- ASSIGNED TASK 1:
Answer these questions from the ceramic color study:
(a) Which two investments produced alterations in color parameters with three of the five ceramics tested?
(b) What instrument was used to perform the color analysis of the ceramics?
(c) What did the null hypothesis assume?
- ASSIGNED TASK 2: Translate this sentence from the ceramic color study into Spanish: "Therefore, the color of the ceramic chosen may not correspond to the exact color of the tooth."
- ASSIGNED TASK 3: Please reproduce the portion of the ceramic color study between "OBJECTIVES: The aim" and "L*a*b* color coordinates.", inclusive.

- EXTRACT:
The effect of investment materials on the color of feldspathic ceramics.

OBJECTIVES: The aim of this study was to evaluate the influence of investment type on the color of feldspathic ceramics.
METHODS: Ceramic specimens were constructed using the refractory die technique, using four investments (i.e., Vitadurvest, Duravest, Duceralay Superfit, and Fortune) to observe their effect on the color of five commercially available ceramics (i.e., Super Porcelain EX-3, Vision Esthetic, Vintage Halo, IPS Classic, and Vitadur Alpha). The color analysis of the ceramics was performed with a colorimeter using the CIE L*a*b* color coordinates.
RESULTS: The investments produced significant alterations on a*, b*, and L* color parameters of the ceramics tested. The ceramic Vision Esthetic was influenced by the type of investment in all color parameters (P<.05). Two investments (Duravest and Fortune) produced alterations in color parameters with three of the five ceramics tested.
CONCLUSIONS: The investment materials produced alterations on the ceramic color parameters, resulting in unacceptable chromatic alterations (ΔE*).

INTRODUCTION

The esthetic demand for restorative treatments that reestablish natural teeth’s aspects is a major concern in Dentistry.1 Among the available options, ceramic restorations are an excellent alternative because of advantages, such as aesthetic, biocompatibility, chemical durability, fluorescence, compression and wear resistance, and thermal expansion coefficient similar to the dental structure.2–5 Advances in resin-based cements and adhesive systems technology allowed the increase of clinical applications of all-ceramic restorations.6,7

Replicating the appearance of natural tooth structure requires careful control of the form, surface texture, translucency, and color of the restoration.8 Laboratory procedures that involve ceramic brand and batches,8–10 ceramic firing temperature and number of firings, and the condensation technique11–13 also could affect the final shade of the porcelain. Therefore, the color of the ceramic chosen may not correspond to the exact color of the tooth.14

Laboratory procedures involved in the construction of porcelain inlays, onlays, all-ceramic crowns, and veneer restorations demand the use of refractory dies of dental phosphate-bonded investment materials that are used to build, sinter, cast, and press these types of restorations.7,15,16 When fabricating metal-free feldspathic ceramic restorations with the refractory die technique, the application and high burning temperature of the ceramic are accomplished in direct contact with dental phosphate-bonded refractory die products. 7,15 Therefore, the ceramic is subjected to the influence of the investment according to its composition, surface, and physical-chemical properties.17,18

Although several studies have analyzed the mechanical properties of refractory phosphate-bonded investment materials,16,20–25 investment influence on the final color of ceramics remains unclear17,18,26 and deserves further investigation. Because color is considered a sensation obtained through proprioceptive mechanisms, and thus considered subjective, standardized colorimetric techniques were developed with the objective of transforming colors in numeric values.8 For this aim, the CIE L*a*b system of colors was created,19 eliminating inconsistencies inherent in color perception and specification among observers.8 This type of evaluation becomes important as the investment/ceramic relationship constitutes the base of the process of manufacturing ceramic restorations and is directly related to the final aesthetic quality of this type of restoration.7,15

The aim of this study was to evaluate the influence of investment type on the color of various conventional powder-slurry feldspathic ceramics. The null hypothesis tested assumed that there would be no color alteration in the ceramics for all investments tested.

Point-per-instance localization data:

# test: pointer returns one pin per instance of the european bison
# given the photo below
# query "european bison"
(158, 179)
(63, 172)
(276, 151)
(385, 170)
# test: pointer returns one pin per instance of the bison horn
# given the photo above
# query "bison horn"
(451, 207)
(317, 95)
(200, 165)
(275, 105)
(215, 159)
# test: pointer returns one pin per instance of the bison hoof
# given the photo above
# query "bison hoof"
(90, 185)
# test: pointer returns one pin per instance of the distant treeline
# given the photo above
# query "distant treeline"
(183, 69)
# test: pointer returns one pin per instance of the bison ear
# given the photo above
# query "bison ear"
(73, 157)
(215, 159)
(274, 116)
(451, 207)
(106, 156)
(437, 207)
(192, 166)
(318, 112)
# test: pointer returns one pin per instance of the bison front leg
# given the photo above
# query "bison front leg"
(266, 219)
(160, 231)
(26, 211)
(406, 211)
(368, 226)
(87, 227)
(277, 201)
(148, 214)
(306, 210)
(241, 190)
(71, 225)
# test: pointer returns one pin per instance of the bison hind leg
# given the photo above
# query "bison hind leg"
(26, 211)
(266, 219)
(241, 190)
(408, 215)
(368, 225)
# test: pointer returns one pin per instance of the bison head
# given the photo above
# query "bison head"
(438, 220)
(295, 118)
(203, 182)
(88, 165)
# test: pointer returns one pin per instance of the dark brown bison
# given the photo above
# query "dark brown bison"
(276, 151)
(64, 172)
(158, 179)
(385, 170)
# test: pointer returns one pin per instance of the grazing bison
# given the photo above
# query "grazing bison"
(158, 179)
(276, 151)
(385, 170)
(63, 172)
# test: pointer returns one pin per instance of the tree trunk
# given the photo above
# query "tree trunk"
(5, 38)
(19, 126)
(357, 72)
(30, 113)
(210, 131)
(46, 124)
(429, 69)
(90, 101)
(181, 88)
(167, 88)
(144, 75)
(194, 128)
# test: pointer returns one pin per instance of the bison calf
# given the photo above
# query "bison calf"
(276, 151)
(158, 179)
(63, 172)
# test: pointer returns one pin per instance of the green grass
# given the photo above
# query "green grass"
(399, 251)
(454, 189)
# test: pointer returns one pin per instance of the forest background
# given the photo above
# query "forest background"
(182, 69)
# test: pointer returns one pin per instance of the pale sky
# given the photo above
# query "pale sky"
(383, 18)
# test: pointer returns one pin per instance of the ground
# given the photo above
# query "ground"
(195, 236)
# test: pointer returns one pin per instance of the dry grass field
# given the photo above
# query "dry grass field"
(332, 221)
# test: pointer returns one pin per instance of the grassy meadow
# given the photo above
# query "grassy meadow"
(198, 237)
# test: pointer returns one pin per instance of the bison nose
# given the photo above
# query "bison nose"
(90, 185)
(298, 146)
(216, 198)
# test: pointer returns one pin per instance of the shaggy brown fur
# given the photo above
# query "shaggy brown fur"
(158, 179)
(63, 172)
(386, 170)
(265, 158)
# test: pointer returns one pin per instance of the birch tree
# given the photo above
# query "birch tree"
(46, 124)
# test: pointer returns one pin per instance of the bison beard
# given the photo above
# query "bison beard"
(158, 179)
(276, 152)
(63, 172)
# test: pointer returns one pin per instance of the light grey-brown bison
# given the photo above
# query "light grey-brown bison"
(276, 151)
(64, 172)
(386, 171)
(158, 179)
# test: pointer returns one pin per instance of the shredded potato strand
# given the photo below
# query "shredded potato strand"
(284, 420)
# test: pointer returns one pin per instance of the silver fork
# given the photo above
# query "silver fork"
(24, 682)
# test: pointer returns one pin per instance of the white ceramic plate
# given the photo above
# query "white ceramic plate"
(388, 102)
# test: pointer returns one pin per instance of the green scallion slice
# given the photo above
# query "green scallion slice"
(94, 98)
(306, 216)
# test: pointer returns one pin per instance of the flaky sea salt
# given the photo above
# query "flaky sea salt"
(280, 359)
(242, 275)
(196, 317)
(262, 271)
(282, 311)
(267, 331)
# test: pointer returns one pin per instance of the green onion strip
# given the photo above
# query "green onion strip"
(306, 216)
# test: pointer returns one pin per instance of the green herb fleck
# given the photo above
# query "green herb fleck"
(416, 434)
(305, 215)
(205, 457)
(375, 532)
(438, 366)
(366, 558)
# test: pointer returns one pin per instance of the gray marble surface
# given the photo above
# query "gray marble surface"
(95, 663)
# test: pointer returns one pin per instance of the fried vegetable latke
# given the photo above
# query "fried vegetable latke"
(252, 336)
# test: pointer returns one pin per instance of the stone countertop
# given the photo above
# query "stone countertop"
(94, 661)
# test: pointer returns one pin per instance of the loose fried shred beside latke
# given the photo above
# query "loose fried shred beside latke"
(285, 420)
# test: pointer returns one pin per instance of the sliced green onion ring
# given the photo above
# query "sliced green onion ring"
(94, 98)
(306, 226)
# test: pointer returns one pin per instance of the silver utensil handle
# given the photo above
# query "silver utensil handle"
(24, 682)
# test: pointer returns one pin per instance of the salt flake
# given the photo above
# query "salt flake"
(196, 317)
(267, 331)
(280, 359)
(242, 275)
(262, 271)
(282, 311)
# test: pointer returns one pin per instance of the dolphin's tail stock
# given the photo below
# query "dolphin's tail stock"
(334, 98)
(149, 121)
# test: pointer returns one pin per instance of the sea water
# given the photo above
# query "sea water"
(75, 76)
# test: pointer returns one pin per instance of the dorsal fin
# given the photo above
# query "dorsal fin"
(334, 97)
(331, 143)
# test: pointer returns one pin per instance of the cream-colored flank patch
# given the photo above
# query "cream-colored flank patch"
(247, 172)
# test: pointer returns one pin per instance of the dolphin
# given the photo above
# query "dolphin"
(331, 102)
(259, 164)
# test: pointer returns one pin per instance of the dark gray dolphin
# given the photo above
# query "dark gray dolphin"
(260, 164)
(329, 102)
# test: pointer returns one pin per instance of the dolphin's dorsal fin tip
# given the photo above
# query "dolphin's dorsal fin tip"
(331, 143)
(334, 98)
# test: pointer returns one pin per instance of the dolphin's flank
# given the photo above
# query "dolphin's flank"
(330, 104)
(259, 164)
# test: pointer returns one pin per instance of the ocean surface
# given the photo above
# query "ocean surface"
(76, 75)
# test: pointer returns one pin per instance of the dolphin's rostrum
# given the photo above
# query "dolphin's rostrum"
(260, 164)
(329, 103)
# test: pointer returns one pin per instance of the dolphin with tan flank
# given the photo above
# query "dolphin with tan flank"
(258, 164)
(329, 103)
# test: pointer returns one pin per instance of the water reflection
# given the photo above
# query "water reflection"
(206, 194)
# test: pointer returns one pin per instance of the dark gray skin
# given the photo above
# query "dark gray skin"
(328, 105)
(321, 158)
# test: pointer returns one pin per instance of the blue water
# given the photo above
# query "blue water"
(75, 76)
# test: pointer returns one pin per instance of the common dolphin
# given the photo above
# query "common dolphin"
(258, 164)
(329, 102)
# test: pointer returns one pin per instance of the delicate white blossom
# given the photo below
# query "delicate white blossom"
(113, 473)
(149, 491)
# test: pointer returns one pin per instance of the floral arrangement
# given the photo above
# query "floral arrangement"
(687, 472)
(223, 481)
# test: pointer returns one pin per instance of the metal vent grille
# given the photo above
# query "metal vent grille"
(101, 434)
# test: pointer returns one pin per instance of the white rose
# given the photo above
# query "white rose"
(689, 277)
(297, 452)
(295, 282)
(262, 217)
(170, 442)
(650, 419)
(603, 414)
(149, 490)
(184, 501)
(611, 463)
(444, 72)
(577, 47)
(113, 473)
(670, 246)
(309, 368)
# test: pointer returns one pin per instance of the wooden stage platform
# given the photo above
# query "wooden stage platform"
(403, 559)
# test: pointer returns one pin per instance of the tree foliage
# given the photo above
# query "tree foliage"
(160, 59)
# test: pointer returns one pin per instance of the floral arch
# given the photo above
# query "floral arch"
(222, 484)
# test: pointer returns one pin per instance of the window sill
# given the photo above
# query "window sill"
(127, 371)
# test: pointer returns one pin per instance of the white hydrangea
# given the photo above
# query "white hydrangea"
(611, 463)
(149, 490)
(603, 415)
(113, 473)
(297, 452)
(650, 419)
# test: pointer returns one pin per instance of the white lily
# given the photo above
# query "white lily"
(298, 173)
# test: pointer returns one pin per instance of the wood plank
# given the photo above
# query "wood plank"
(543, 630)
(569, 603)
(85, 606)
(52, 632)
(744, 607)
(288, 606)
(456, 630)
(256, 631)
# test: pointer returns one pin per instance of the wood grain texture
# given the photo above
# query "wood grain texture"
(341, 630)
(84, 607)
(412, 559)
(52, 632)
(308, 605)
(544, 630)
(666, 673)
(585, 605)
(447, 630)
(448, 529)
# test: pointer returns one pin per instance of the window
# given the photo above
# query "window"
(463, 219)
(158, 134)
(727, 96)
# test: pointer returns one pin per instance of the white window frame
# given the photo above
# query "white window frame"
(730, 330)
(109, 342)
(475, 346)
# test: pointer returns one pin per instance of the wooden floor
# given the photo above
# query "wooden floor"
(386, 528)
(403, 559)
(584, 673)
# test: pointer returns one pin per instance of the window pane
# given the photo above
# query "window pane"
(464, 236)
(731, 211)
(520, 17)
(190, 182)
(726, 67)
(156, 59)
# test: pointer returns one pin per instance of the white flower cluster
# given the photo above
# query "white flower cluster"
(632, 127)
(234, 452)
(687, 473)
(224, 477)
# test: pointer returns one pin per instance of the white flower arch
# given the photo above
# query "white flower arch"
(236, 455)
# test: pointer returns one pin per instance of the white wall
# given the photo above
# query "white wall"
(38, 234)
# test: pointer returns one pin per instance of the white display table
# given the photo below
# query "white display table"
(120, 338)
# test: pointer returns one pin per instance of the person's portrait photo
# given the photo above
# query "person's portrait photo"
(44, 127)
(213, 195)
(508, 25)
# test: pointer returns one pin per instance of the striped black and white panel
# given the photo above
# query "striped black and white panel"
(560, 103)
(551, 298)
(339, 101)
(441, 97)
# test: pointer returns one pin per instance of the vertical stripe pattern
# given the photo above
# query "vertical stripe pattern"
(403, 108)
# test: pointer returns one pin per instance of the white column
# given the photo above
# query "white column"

- EXERCISE RESPONSE 1:
(a) Duravest and Fortune.
(b) A colorimeter.
(c) That there would be no color alteration in the ceramics for all investments tested.

- EXERCISE RESPONSE 2: Por lo tanto, el color de la cerámica elegida puede no corresponder al color exacto del diente.

- EXERCISE RESPONSE 3:
OBJECTIVES: The aim of this study was to evaluate the influence of investment type on the color of feldspathic ceramics.
METHODS: Ceramic specimens were constructed using the refractory die technique, using four investments (i.e., Vitadurvest, Duravest, Duceralay Superfit, and Fortune) to observe their effect on the color of five commercially available ceramics (i.e., Super Porcelain EX-3, Vision Esthetic, Vintage Halo, IPS Classic, and Vitadur Alpha). The color analysis of the ceramics was performed with a colorimeter using the CIE L*a*b* color coordinates.